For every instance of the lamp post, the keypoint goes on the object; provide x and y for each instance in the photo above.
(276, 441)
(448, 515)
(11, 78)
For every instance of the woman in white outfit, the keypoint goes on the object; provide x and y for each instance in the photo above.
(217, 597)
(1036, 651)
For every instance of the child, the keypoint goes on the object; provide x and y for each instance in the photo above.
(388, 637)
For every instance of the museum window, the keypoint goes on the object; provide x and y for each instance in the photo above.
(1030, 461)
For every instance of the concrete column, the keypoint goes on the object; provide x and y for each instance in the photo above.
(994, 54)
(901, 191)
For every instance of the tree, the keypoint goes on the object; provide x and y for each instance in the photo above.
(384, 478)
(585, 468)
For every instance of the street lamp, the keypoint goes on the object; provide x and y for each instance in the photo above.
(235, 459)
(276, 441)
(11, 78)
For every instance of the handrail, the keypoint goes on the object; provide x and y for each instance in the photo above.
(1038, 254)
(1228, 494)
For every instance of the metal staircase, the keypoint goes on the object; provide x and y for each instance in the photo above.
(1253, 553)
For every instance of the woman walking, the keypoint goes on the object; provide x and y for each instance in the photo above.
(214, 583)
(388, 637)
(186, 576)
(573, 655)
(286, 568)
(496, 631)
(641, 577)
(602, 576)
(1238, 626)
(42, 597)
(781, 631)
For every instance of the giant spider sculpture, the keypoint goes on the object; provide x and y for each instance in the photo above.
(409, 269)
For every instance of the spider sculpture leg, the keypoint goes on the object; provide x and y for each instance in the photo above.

****************

▶ Work instruction
Make an exact copy of all the data.

▶ Task answer
For every instance of the lamp post, the keypoint goes on the object; provide x and y for each instance in the photo above.
(276, 441)
(448, 515)
(11, 78)
For every instance of the woman in white outfit, the keypoint goes on the object; provide x and y for each instance in the photo above.
(217, 597)
(1036, 651)
For every instance of the child, the keypoint goes on the object; provide x and y for each instance in the photo above.
(388, 637)
For every instance of the museum window, the keypoint goes on the object; provide x and y for each instance in the photo above.
(1030, 461)
For every instance of the concrete column, the keypoint goes on the object; provide x and y for each instance in the photo above.
(994, 54)
(901, 191)
For every instance of the tree, the keypoint goes on the object; provide x and y for each instance in the photo above.
(384, 478)
(585, 468)
For every instance of the street lamp, the keypoint goes on the object; provide x and y for each instance in the photo above.
(235, 459)
(276, 441)
(11, 78)
For every instance of the handrail, the keypoint goes on the object; provide x and y for each instance in the photo above.
(1038, 254)
(1228, 494)
For every instance of the metal staircase, the keypoint goes on the object; provide x and y for each instance in the photo above.
(1253, 553)
For every instance of the woman walking, the keypoint goes on the object; provide x and y for each instance in the photo above.
(214, 583)
(388, 637)
(186, 576)
(573, 655)
(286, 568)
(496, 631)
(641, 577)
(602, 576)
(1238, 626)
(42, 597)
(781, 631)
For every instance of the giant spider sculpture, the keypoint goes on the object; provide x and y for each instance in the photo above.
(409, 269)
For every instance of the spider sculpture leg, the keypoint goes on the object; provide x and y for each instance in the photo above.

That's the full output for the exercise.